» Alıntı metin
1946 da nobel edebiyat ödülü alan, "bozkırkurdu" adlı şahane eserin yaratıcısı yazar, eleştirmen.
savaş döneminde yaptığı nokta eleştirileri ile savaş sırasında taraflar tarafından oldukça yoğun tepki almış. bu tepkiyi karşıt iki görüşü savunan gruplar birlikte göstermişlerdir tabi o ayrı konu.
steinbeck'le birlikte bana edebiyatı sevdiren, insanın biricikliğini ve küçük bir kozmoz olduğunu, duyarlı her insanın ruhunda karanlık uçurum ve dehlizler bulunduğunu, bununla ancak sevgi ve bilgelikle baş edilebileceğini öğreten, gençlik bunalımlarını en iyi analiz eden ve anlatan muhteşem yazar, şair.
kitap sever her kişinin kütüphanesinde bulunması gereken yazar. eserleriyle karmaşık düşünceler içine sokar sizi. bazen "işte bu" dersiniz, bazen ise "saçmalama." bu ikilemleri yaşamak adına birebirdir.

» Verilen görev
Alıntı metinde geçen "bu tepkiyi karşıt iki görüşü savunan gruplar birlikte göstermişlerdir tabi o ayrı konu." cümlesini İngilizceye çevirin.

» Mevcut veriler
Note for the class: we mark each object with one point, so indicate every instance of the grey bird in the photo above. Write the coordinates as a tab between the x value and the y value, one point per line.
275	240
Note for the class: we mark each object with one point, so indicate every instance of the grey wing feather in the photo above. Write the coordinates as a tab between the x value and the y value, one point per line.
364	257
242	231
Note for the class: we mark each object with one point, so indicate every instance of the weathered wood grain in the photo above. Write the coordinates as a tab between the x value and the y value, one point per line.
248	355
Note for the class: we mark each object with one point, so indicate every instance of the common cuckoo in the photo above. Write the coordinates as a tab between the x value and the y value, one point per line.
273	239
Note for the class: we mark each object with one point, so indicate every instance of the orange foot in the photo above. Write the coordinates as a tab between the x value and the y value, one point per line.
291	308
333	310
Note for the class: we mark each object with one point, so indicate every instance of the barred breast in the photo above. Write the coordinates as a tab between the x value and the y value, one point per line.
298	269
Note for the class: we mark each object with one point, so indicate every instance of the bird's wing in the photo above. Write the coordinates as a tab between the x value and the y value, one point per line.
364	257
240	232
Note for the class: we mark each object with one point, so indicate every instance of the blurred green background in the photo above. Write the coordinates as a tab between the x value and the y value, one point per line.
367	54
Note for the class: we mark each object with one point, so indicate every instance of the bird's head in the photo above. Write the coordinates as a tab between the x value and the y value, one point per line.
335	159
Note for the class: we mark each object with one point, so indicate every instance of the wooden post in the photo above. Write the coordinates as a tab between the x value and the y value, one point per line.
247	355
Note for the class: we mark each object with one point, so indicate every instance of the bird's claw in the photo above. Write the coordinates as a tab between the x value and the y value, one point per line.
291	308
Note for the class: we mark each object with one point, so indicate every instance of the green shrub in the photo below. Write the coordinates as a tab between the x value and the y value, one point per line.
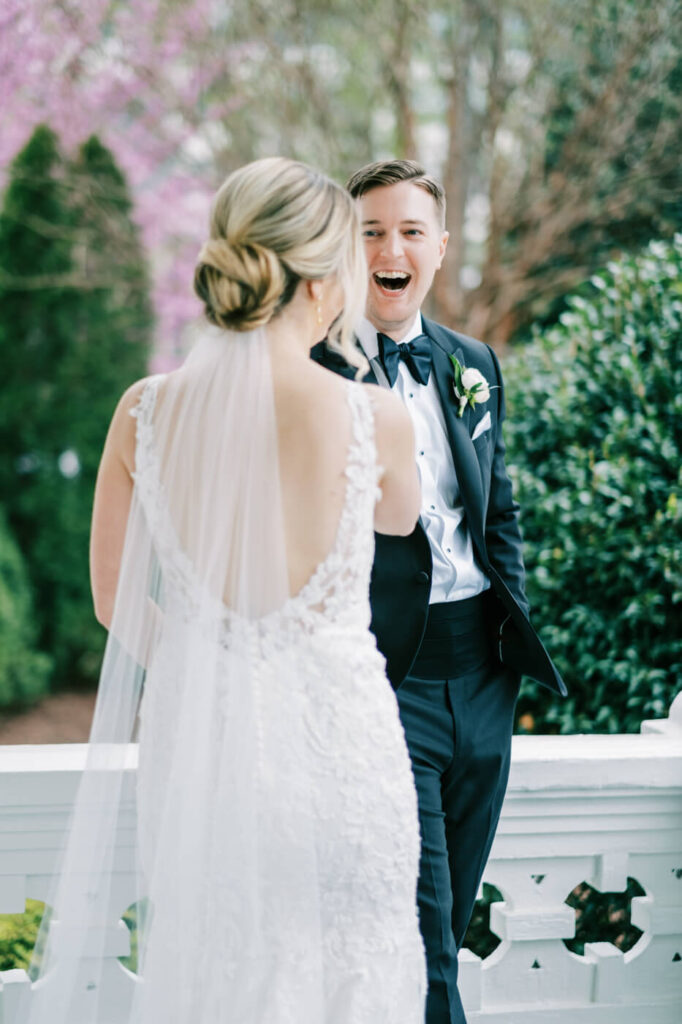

» Cevap
This reaction was shown jointly by groups defending two opposing views, but of course that is a separate matter.